--- Data supplied ---
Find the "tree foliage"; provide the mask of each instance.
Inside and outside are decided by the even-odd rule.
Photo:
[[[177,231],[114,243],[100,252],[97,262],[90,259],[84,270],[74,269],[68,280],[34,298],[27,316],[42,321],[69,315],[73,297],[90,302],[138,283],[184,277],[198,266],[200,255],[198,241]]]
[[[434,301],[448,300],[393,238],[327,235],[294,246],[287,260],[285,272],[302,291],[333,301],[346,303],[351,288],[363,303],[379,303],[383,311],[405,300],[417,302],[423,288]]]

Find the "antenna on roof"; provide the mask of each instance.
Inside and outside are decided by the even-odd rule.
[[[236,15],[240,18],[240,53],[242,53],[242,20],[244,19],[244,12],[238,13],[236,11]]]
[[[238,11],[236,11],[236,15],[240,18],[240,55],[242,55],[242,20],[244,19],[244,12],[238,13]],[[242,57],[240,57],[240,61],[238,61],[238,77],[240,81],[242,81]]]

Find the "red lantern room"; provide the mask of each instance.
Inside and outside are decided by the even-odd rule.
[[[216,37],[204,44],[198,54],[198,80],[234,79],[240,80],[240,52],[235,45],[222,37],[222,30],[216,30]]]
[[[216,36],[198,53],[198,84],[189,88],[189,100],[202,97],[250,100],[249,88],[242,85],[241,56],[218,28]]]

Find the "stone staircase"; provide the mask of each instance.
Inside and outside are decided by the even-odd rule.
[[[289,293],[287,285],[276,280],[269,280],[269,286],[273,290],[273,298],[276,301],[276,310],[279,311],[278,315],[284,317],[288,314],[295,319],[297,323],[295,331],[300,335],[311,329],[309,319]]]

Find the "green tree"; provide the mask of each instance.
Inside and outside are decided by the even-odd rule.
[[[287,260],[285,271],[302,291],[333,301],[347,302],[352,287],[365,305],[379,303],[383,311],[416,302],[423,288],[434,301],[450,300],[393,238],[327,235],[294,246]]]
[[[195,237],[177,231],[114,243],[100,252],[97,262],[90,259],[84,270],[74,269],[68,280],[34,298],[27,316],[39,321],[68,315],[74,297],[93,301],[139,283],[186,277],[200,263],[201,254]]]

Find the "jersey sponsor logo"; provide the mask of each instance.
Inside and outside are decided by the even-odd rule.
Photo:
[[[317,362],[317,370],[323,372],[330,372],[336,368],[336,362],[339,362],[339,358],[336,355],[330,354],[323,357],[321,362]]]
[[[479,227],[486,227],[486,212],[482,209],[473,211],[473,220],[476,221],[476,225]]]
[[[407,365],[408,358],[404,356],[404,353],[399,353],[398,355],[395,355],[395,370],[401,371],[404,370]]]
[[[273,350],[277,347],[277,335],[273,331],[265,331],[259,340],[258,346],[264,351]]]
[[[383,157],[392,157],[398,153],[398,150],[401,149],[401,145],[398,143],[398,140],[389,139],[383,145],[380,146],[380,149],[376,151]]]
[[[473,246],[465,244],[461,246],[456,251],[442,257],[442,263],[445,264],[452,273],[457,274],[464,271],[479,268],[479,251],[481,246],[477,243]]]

--- Exercise task ---
Which lines in the listing above contain the word "Find"? Locate and copy each one in full, treating uppercase and lowercase as different.

--- The response ---
Find the "tree foliage"; provide the mask of each instance.
Find the "antenna on roof"; provide the mask of each instance.
Find the "red lantern room"; provide the mask of each instance.
Find the "stone staircase"; provide the mask of each instance.
Find the "green tree"; provide the mask of each instance.
Find the "jersey sponsor logo"; provide the mask of each instance.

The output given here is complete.